◆ **DATA SHOWN**
::::::::::
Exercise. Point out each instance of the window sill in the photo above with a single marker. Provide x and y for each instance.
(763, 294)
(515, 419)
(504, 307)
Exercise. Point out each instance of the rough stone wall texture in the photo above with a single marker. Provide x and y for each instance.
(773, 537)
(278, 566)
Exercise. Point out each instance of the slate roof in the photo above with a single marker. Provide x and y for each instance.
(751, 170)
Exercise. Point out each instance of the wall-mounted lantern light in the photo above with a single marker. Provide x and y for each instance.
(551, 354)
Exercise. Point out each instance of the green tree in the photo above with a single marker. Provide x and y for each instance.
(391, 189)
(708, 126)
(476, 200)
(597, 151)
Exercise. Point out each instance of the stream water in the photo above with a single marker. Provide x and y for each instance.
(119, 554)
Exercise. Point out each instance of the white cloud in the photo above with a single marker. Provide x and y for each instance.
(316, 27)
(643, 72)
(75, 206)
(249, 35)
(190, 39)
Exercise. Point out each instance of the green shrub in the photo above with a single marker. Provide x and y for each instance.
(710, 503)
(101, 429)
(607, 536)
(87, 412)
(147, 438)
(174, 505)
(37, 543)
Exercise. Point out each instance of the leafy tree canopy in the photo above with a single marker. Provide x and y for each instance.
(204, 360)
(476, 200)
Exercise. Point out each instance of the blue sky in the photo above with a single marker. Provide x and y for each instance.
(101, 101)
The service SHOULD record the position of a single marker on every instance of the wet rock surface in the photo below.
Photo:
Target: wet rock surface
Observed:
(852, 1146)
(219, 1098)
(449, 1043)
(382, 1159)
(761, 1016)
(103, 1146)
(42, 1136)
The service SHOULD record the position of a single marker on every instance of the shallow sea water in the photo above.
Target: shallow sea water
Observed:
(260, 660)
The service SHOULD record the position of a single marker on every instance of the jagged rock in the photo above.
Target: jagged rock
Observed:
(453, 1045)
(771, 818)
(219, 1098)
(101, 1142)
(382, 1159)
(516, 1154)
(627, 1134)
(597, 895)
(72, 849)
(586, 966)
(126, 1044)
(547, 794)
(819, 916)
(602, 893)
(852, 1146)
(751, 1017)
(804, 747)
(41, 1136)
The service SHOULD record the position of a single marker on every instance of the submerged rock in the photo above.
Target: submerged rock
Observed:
::::::::::
◆ **WRITTEN EXERCISE**
Write the material out again in its entirety, exactly as shown.

◆ **TASK RESPONSE**
Exercise. Point out each instance of the window sill in the photo above with a single marker. Provide x and y for each instance.
(763, 294)
(515, 419)
(504, 307)
Exercise. Point out each instance of the rough stone wall texture in the photo above with a single marker. Provide x and y for each instance.
(773, 537)
(278, 566)
Exercise. Point out each instance of the slate roof in the photo above with a single marker. Provide x and y for each instance.
(751, 170)
Exercise. Point out each instance of the wall-mounted lantern light in the photo above with a single marker. Provide x and y for each instance.
(551, 354)
Exercise. Point out each instance of the green tree in the photo above with a single marker. Provide x and y for each instance.
(391, 189)
(708, 126)
(476, 200)
(597, 151)
Exercise. Point out each instance of the stream water in the photo above with a single marker. Provide x and y for each instance.
(119, 554)
Exercise. Point out each instance of the white cloud in the photo above with a single marker. Provide x and y for each instance.
(316, 27)
(643, 72)
(75, 206)
(249, 35)
(190, 39)
Exercise. Point out each instance of the green shrub in the photo above with a single marker. Provide x and y for each instance.
(710, 503)
(101, 429)
(607, 536)
(87, 412)
(147, 438)
(174, 505)
(37, 543)
Exercise. Point out each instance of the leafy tree canopy in the photo above with a single marker. Provide x and y for each instance.
(204, 360)
(476, 200)
Exercise. Point out each instance of the blue sky in the photo above with a single marker. Provide x and y for each instance.
(101, 101)
The service SHOULD record the position of a single marker on every instance of the wet rock surface in the photo below.
Photo:
Target: wet rock surface
Observed:
(852, 1146)
(219, 1098)
(449, 1043)
(382, 1159)
(761, 1016)
(103, 1146)
(42, 1136)
The service SHOULD record the position of a single marker on every instance of the shallow sea water in the photo above.
Target: shallow sea water
Observed:
(260, 660)
The service SHOULD record the position of a single marker on every instance of the jagged rock in the photo above.
Target: jagged rock
Observed:
(453, 1045)
(771, 818)
(219, 1098)
(101, 1142)
(382, 1159)
(516, 1154)
(627, 1134)
(597, 895)
(72, 849)
(586, 966)
(126, 1044)
(547, 794)
(819, 916)
(602, 893)
(852, 1146)
(751, 1017)
(804, 747)
(41, 1136)
The service SHOULD record the position of a single marker on every instance of the submerged rock in the photo above.
Target: submerged rock
Observed:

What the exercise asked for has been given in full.